Your instructions: Give the whole listing below once more, exactly, without pictures.

-- -- --

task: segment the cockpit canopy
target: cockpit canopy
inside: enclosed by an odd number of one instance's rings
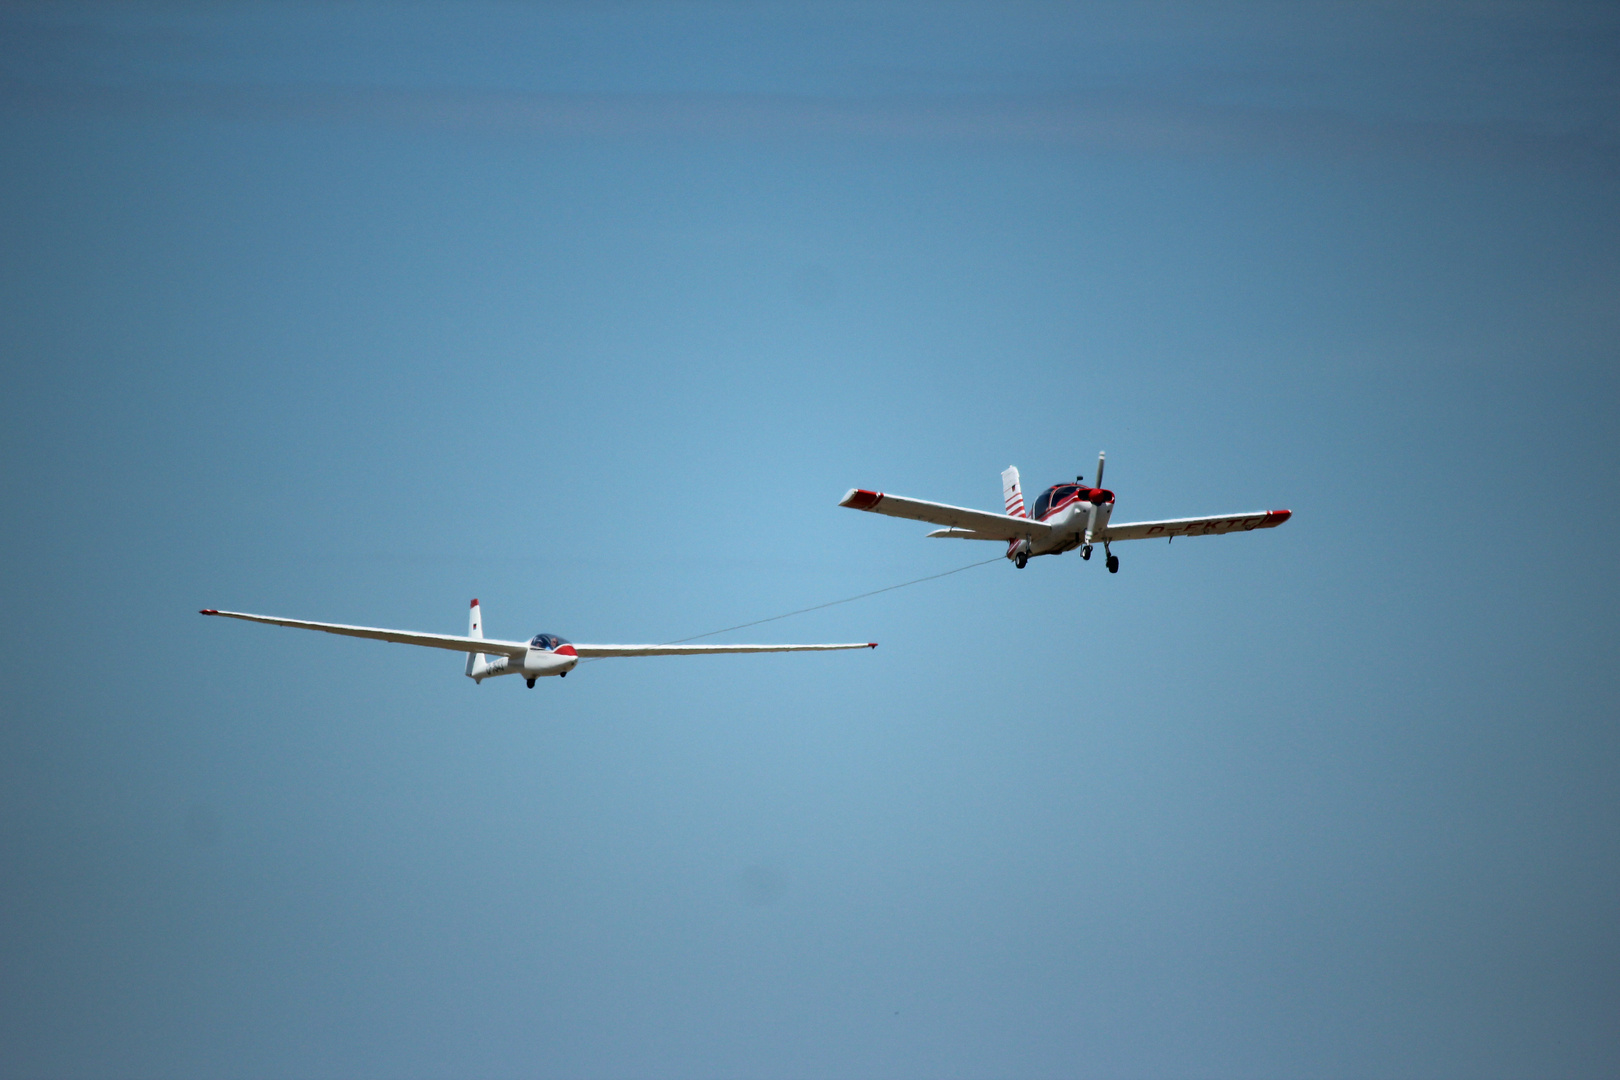
[[[558,637],[556,634],[536,634],[534,635],[534,640],[529,642],[529,648],[545,649],[546,651],[550,652],[555,650],[559,645],[567,644],[569,644],[567,638]]]
[[[1052,507],[1063,505],[1065,499],[1068,499],[1079,490],[1074,484],[1057,484],[1041,492],[1035,497],[1035,520],[1041,520],[1051,511]]]

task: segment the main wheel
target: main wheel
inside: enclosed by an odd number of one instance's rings
[[[533,690],[533,689],[534,689],[534,680],[533,680],[533,679],[530,679],[530,680],[529,680],[529,689],[530,689],[530,690]]]
[[[1085,547],[1080,549],[1080,557],[1082,559],[1086,560],[1087,562],[1091,561],[1091,545],[1090,544],[1087,544]]]
[[[1029,563],[1029,556],[1026,553],[1022,552],[1022,551],[1020,551],[1013,558],[1013,565],[1018,567],[1018,569],[1020,569],[1020,570],[1022,570],[1025,567],[1025,565],[1027,565],[1028,563]]]
[[[1110,555],[1110,556],[1108,556],[1108,572],[1110,574],[1119,573],[1119,556],[1118,555]]]

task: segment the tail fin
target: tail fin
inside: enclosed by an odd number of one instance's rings
[[[1029,517],[1029,511],[1024,509],[1024,489],[1018,486],[1016,465],[1007,466],[1007,471],[1001,474],[1001,499],[1007,506],[1007,513],[1013,517]]]
[[[484,609],[478,606],[478,601],[472,602],[472,613],[467,616],[467,636],[481,638],[484,636]],[[484,654],[467,654],[466,676],[474,682],[482,682],[484,678]]]

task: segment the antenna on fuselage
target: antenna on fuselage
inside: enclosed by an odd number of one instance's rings
[[[1092,485],[1093,487],[1102,487],[1103,459],[1107,456],[1107,454],[1104,454],[1101,451],[1098,451],[1097,453],[1097,482]]]

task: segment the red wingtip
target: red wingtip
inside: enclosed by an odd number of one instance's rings
[[[866,643],[866,647],[867,647],[867,648],[868,648],[868,649],[875,649],[875,648],[877,648],[877,642],[875,642],[875,641],[868,641],[868,642],[867,642],[867,643]]]
[[[477,607],[478,606],[478,597],[476,597],[476,596],[473,597],[473,602],[472,602],[472,604],[470,606],[472,606],[472,607]]]
[[[867,491],[865,488],[855,488],[848,495],[838,501],[839,506],[847,506],[851,510],[870,510],[883,501],[881,491]]]
[[[1289,518],[1291,518],[1293,516],[1294,516],[1294,512],[1292,510],[1267,510],[1266,511],[1266,517],[1270,518],[1272,521],[1275,521],[1278,525],[1281,525],[1283,522],[1287,521]]]
[[[579,653],[572,645],[559,645],[554,650],[558,656],[578,656]]]
[[[205,607],[201,611],[197,612],[197,614],[199,614],[199,615],[218,615],[219,612],[215,611],[211,607]]]

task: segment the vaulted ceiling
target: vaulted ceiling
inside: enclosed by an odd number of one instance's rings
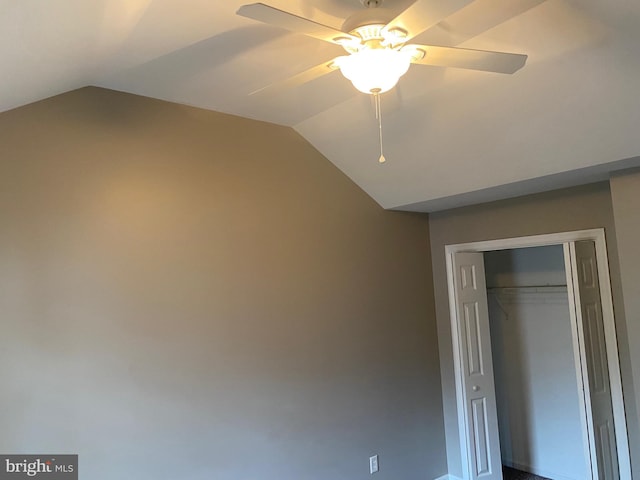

-- -- --

Written answer:
task: segment the cockpit canopy
target: cockpit canopy
inside: enclosed by an odd number of one instance's rings
[[[558,637],[556,634],[536,634],[534,635],[534,640],[529,642],[529,648],[545,649],[546,651],[550,652],[555,650],[559,645],[567,644],[569,644],[567,638]]]
[[[1052,507],[1063,505],[1065,499],[1068,499],[1079,490],[1074,484],[1057,484],[1041,492],[1035,497],[1035,520],[1041,520],[1051,511]]]

task: segment the main wheel
target: main wheel
inside: enclosed by an odd number of one instance's rings
[[[533,690],[533,689],[534,689],[534,680],[533,680],[533,679],[530,679],[530,680],[529,680],[529,689],[530,689],[530,690]]]
[[[1085,547],[1080,549],[1080,557],[1082,559],[1086,560],[1087,562],[1091,561],[1091,545],[1090,544],[1087,544]]]
[[[1029,563],[1029,556],[1026,553],[1022,552],[1022,551],[1020,551],[1013,558],[1013,565],[1018,567],[1018,569],[1020,569],[1020,570],[1022,570],[1025,567],[1025,565],[1027,565],[1028,563]]]
[[[1110,555],[1110,556],[1108,556],[1108,572],[1110,574],[1119,573],[1119,556],[1118,555]]]

task: segment the tail fin
target: tail fin
inside: enclosed by an odd number of one instance's rings
[[[1029,517],[1029,511],[1024,509],[1024,489],[1018,486],[1016,465],[1007,466],[1007,471],[1001,474],[1001,499],[1007,506],[1007,513],[1013,517]]]
[[[484,609],[478,606],[478,601],[472,602],[472,613],[467,616],[467,636],[481,638],[484,636]],[[484,654],[467,654],[466,676],[474,682],[482,682],[484,678]]]

task: segment the antenna on fuselage
target: antenna on fuselage
inside: enclosed by an odd number of one instance's rings
[[[1092,485],[1093,487],[1102,487],[1103,459],[1107,456],[1107,454],[1104,454],[1101,451],[1098,451],[1097,453],[1097,482]]]

task: segment the red wingtip
target: red wingtip
inside: enclosed by an odd number of one instance's rings
[[[866,643],[866,647],[867,647],[867,648],[868,648],[868,649],[875,649],[875,648],[877,648],[877,642],[875,642],[875,641],[868,641],[868,642],[867,642],[867,643]]]
[[[477,607],[478,606],[478,597],[476,597],[476,596],[473,597],[473,602],[472,602],[472,604],[470,606],[472,606],[472,607]]]
[[[867,491],[865,488],[855,488],[848,495],[838,501],[839,506],[847,506],[851,510],[870,510],[883,501],[881,491]]]
[[[1289,518],[1291,518],[1293,516],[1294,516],[1294,512],[1292,510],[1267,510],[1266,511],[1266,517],[1270,518],[1272,521],[1275,521],[1278,525],[1281,525],[1283,522],[1287,521]]]
[[[579,653],[572,645],[559,645],[554,650],[558,656],[578,656]]]
[[[205,607],[201,611],[197,612],[197,614],[199,614],[199,615],[218,615],[219,612],[215,611],[211,607]]]

task: segment the vaulted ceiling
target: vaulted ceiling
inside: enclosed by an odd number of one instance's rings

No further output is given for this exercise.